> _DOCUMENT PASSAGE_
— BEGIN —
What you will—and won't—find in this book.
Teaches kids the power of the written word to help heal wounds, and the power of a teen-powered grassroots campaign to do something good for another kid who is a total stranger. It also gives kids a deeper understanding of bullying and the lasting psychological damage it can do, as well as many examples of the resilience of the human spirit.
The teen sisters who started the positive letter-writing campaign for Olivia demonstrate a great act of kindness for a total stranger. (They don't meet Olivia until three months into the campaign.) Letters pour in from people all over the country -- many from former bullies -- showing tremendous compassion and empathy. The letter writers -- most who have been targets of bullies, and some former bullies themselves -- offer positive messages of hope and understanding, and an assurance that "it gets better."
— END —
> _ENTRIES_
— BEGIN —
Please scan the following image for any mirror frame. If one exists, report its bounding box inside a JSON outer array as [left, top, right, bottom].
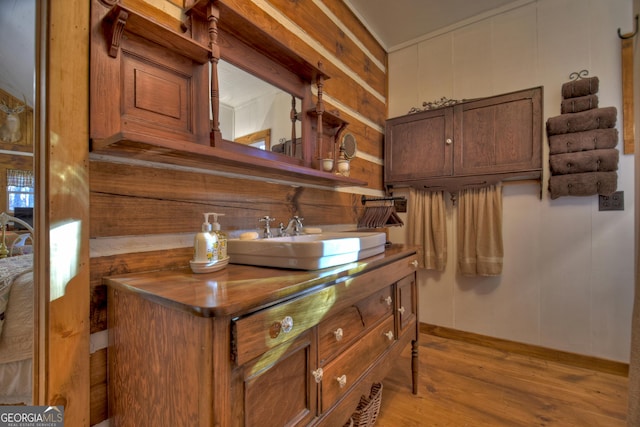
[[211, 30, 314, 166], [31, 0, 49, 405]]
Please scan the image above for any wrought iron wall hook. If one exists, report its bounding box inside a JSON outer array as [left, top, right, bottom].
[[569, 70, 589, 80], [618, 15, 638, 40]]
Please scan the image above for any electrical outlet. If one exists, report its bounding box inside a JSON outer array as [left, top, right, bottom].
[[598, 191, 624, 211]]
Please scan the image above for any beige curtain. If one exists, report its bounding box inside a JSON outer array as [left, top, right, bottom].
[[458, 184, 504, 276], [407, 189, 447, 271]]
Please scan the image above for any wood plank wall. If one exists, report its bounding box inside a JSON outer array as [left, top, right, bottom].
[[89, 0, 387, 425]]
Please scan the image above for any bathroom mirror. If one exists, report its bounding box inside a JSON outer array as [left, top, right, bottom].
[[218, 59, 302, 158], [0, 0, 38, 405], [218, 60, 302, 157]]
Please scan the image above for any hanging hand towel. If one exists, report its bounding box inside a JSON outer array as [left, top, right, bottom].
[[549, 128, 618, 154], [547, 107, 618, 136], [407, 189, 447, 271], [562, 77, 600, 99], [549, 148, 619, 175], [560, 95, 598, 114], [458, 184, 504, 276]]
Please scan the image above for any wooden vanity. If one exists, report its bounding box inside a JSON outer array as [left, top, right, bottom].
[[104, 245, 418, 427]]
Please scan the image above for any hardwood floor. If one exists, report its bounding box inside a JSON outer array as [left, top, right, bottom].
[[376, 333, 628, 427]]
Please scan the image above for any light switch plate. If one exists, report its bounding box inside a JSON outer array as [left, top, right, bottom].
[[598, 191, 624, 211]]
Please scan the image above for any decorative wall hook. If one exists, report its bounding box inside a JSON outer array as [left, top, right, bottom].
[[618, 15, 638, 40], [569, 70, 589, 80]]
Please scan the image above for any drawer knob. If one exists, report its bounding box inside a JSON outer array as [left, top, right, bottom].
[[336, 375, 347, 388], [269, 316, 293, 339], [311, 368, 324, 383], [280, 316, 293, 334]]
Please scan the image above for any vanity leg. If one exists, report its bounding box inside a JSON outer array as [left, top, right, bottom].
[[411, 340, 419, 394]]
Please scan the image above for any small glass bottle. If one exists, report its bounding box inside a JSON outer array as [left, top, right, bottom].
[[210, 212, 227, 261]]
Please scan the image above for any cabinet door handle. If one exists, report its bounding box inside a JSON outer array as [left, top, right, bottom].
[[280, 316, 293, 334], [311, 368, 324, 383], [336, 375, 347, 388]]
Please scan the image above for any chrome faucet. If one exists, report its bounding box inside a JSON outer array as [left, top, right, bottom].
[[259, 215, 275, 239], [280, 215, 304, 236]]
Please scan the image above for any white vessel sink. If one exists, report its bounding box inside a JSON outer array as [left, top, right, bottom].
[[227, 231, 386, 270]]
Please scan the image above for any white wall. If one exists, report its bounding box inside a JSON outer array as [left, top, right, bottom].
[[389, 0, 638, 362]]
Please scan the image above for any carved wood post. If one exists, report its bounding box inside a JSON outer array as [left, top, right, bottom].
[[291, 95, 298, 157], [315, 62, 324, 169], [207, 0, 222, 147]]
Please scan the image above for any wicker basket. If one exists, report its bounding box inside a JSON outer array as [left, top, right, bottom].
[[348, 383, 382, 427]]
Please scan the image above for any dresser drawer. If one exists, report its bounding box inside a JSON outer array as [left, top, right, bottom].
[[231, 255, 416, 365], [320, 316, 395, 412], [318, 286, 394, 366]]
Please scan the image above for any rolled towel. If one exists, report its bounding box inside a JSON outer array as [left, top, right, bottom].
[[549, 148, 619, 175], [562, 77, 600, 99], [549, 172, 618, 199], [547, 107, 618, 136], [549, 128, 618, 154], [560, 95, 598, 114]]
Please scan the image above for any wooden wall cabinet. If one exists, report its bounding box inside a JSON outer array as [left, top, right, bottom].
[[90, 0, 366, 187], [384, 87, 542, 192], [105, 249, 418, 427]]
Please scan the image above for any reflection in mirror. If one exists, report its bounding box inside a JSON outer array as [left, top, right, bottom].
[[218, 59, 302, 158], [0, 0, 37, 405]]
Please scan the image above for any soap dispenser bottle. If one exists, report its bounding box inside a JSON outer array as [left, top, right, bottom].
[[193, 213, 218, 262], [209, 212, 227, 261]]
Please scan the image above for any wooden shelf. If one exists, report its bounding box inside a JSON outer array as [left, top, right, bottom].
[[91, 132, 367, 187]]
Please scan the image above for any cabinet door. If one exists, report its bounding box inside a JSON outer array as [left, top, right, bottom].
[[396, 274, 418, 336], [242, 329, 317, 427], [453, 88, 542, 176], [384, 108, 453, 183]]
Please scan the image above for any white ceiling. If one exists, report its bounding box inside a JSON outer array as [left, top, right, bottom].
[[0, 0, 523, 110], [0, 0, 36, 106], [344, 0, 516, 51]]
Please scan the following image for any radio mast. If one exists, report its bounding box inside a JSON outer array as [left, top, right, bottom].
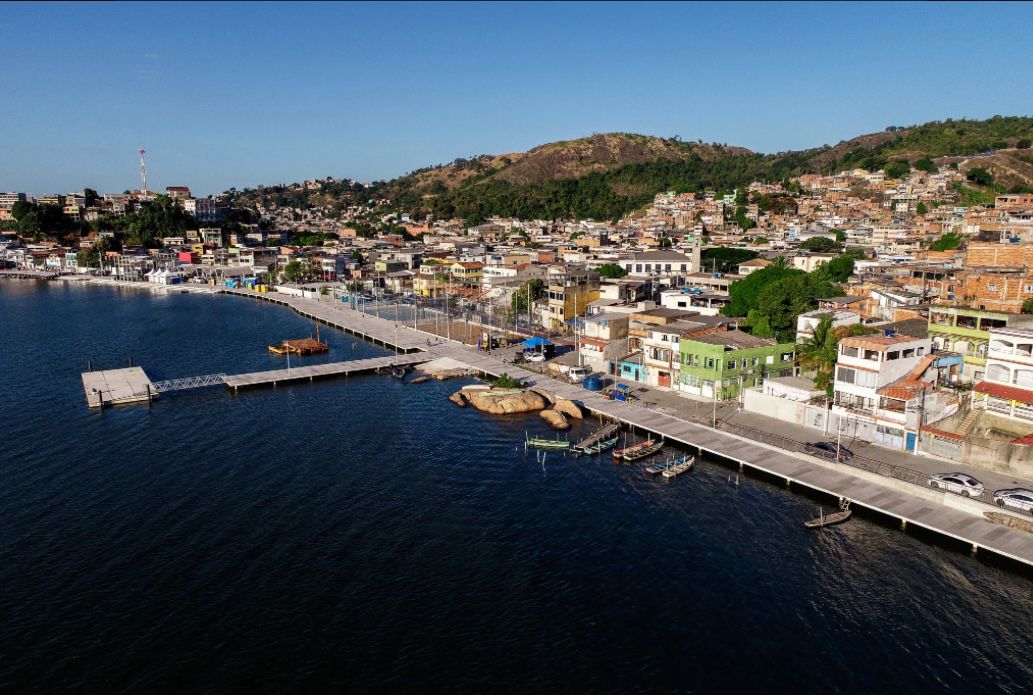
[[136, 148, 147, 193]]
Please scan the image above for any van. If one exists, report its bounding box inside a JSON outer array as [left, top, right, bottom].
[[567, 367, 592, 384]]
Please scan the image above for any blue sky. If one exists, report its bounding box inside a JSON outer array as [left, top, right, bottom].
[[0, 3, 1033, 193]]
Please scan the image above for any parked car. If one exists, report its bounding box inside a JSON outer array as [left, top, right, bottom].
[[804, 442, 853, 461], [567, 367, 592, 384], [929, 473, 983, 497], [994, 487, 1033, 512]]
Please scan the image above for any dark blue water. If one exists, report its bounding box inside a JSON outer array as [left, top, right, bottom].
[[0, 281, 1033, 693]]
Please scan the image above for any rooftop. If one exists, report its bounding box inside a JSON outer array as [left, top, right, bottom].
[[840, 335, 922, 352], [685, 329, 776, 350]]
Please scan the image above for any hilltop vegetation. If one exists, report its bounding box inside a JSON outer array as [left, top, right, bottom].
[[230, 116, 1033, 223]]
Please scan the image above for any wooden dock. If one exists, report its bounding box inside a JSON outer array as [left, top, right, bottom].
[[83, 367, 158, 408], [223, 353, 432, 390]]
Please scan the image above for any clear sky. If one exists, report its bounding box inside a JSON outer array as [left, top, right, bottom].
[[0, 2, 1033, 193]]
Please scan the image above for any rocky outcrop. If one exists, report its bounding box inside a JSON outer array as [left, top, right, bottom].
[[538, 409, 570, 430], [553, 399, 585, 420], [531, 388, 556, 405], [460, 388, 546, 415]]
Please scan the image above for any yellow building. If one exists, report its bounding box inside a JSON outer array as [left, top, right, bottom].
[[542, 273, 599, 330]]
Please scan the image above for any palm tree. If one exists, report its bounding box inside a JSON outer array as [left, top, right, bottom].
[[796, 314, 840, 391]]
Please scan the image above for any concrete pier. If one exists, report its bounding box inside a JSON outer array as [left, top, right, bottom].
[[223, 354, 430, 390], [224, 291, 1033, 567]]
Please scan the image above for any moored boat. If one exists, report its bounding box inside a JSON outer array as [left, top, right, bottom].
[[660, 456, 696, 478], [524, 437, 570, 449], [614, 439, 656, 461], [621, 440, 663, 462], [804, 500, 852, 529], [581, 437, 617, 455]]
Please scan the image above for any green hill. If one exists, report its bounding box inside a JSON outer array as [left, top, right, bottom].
[[228, 116, 1033, 223]]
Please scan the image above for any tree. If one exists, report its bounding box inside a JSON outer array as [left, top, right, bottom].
[[929, 231, 963, 251], [283, 260, 304, 283], [965, 166, 994, 186], [800, 236, 840, 253], [796, 314, 839, 392], [814, 251, 865, 282], [796, 314, 876, 396], [882, 161, 911, 179], [511, 278, 545, 315], [596, 263, 628, 278]]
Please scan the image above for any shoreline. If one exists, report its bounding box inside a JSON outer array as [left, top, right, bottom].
[[14, 279, 1033, 571]]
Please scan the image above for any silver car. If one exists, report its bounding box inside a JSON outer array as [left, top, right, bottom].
[[994, 487, 1033, 512], [929, 473, 984, 497]]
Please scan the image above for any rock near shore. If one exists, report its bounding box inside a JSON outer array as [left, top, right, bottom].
[[460, 388, 546, 415], [553, 399, 585, 420], [538, 409, 570, 430]]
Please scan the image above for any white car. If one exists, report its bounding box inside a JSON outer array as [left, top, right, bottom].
[[994, 487, 1033, 512], [929, 473, 984, 497]]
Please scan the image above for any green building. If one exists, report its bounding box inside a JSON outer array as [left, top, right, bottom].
[[679, 330, 796, 399], [929, 307, 1033, 382]]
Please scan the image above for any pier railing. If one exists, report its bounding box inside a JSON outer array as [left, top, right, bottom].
[[718, 422, 1008, 505], [154, 374, 226, 393]]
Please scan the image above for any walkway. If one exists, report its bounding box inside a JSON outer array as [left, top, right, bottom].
[[222, 291, 1033, 565]]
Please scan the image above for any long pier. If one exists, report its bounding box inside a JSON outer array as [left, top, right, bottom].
[[82, 290, 1033, 567], [217, 291, 1033, 567], [222, 353, 430, 390]]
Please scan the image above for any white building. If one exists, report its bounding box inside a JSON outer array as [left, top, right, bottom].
[[972, 328, 1033, 423], [833, 335, 958, 450]]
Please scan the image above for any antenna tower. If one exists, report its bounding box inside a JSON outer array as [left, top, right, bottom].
[[136, 148, 147, 193]]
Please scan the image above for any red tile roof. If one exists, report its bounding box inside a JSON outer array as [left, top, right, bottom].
[[972, 381, 1033, 403]]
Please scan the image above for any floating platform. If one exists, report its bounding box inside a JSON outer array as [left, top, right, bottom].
[[83, 367, 158, 408]]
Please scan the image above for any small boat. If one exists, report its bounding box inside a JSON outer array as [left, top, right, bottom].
[[575, 437, 617, 455], [573, 422, 620, 453], [660, 456, 696, 478], [804, 500, 852, 529], [524, 437, 570, 450], [269, 338, 330, 355], [621, 440, 663, 463], [614, 439, 656, 461]]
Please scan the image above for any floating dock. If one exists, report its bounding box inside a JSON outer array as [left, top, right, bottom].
[[83, 367, 158, 408]]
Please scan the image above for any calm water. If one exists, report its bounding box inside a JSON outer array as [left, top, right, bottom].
[[0, 281, 1033, 693]]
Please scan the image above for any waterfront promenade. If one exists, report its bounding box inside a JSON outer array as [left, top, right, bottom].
[[217, 290, 1033, 566]]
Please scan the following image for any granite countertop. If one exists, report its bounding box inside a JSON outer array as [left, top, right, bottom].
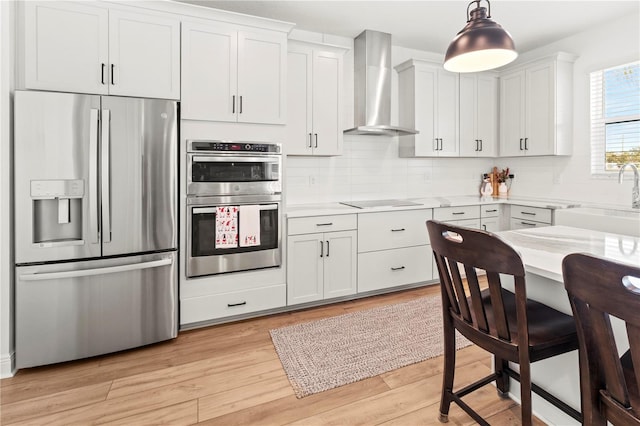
— END —
> _EXERCISE TASKS_
[a] In the passage on the letter-writing campaign for Olivia, when do the teen sisters first meet Olivia?
[b] Write a continuation of the passage on the letter-writing campaign for Olivia, starting after its final sentence.

> _EXPECTED RESPONSES_
[a] Three months into the campaign.

[b]
Positive Role Models
The sisters do not stand by when they learn about what happened to Olivia. They mobilize a letter-writing campaign for a total stranger, out of the goodness of their hearts. "We ... wanted to let her know that that she was not alone and that there were kids out there in the world who would be happy to be her friend," the sisters write in an Author's Note. Olivia is a positive role model, too, because she doesn't give up.
Violence & Scariness
Some incidents of pushing and shoving are described in the letters, including one in which an overweight boy with thick glasses is pushed into a pile of dog manure. Some letter writers recall being kicked, punched, or beat up. And some have their lunches smashed or backpacks dragged through the mud (as Olivia's was). But most of the anecdotes involve verbal abuse, threats, mocking, and taunting.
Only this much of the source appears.